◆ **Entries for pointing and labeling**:
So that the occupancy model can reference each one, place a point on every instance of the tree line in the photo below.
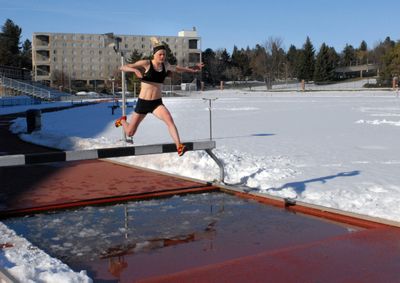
(268, 62)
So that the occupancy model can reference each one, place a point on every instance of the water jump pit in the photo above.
(145, 239)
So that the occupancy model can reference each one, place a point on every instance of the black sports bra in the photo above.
(153, 76)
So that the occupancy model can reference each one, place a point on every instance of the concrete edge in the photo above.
(297, 206)
(313, 209)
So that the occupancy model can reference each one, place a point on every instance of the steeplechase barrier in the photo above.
(100, 153)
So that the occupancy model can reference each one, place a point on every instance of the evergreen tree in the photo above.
(292, 58)
(325, 64)
(348, 56)
(258, 63)
(26, 55)
(307, 61)
(391, 65)
(362, 53)
(241, 61)
(9, 44)
(209, 71)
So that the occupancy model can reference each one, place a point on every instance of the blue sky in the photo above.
(221, 24)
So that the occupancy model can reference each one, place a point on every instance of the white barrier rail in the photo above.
(64, 156)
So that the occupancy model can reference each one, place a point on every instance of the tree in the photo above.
(241, 60)
(9, 44)
(292, 59)
(276, 59)
(306, 61)
(362, 53)
(258, 63)
(348, 57)
(26, 55)
(209, 71)
(390, 65)
(325, 64)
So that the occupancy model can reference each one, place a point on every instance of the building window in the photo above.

◆ **Task prompt**:
Reproduce every item above word for word, leaving out the pictures.

◆ **Response**:
So that the occupancy model can reference each one, place a point on every instance of the tree line in the photo below.
(268, 62)
So that the occupancy model can reference each one, place a point on every instance of the water jump pit in the photo above.
(145, 239)
So that the occupancy model can reference each one, place a point on every instance of the black sports bra in the photo above.
(153, 76)
So that the occupancy model can reference each one, place a point on every instance of the concrete edge in the photo above.
(297, 206)
(313, 209)
So that the occupancy model can reference each one, place a point on every instance of the steeplechase barrier in the photo above.
(100, 153)
So that the occupancy model can reference each one, place a point on every instance of the evergreen tree in the photo above.
(292, 58)
(325, 64)
(348, 56)
(258, 63)
(26, 55)
(307, 61)
(391, 65)
(362, 53)
(241, 61)
(9, 44)
(209, 71)
So that the occupancy model can reference each one, place a point on every instance of the blue sky in the photo above.
(221, 24)
So that the occupancy model can reference each one, place a point on every instance of the white barrier rail in the photo above.
(64, 156)
So that the occupancy model can reference each one, place a point on every instance of the tree in the photo above.
(241, 60)
(9, 44)
(292, 59)
(276, 59)
(306, 61)
(362, 53)
(258, 63)
(348, 57)
(26, 55)
(209, 71)
(390, 65)
(325, 64)
So that the occupancy model can reference each one, place a point on every instance of the building window in the photo above.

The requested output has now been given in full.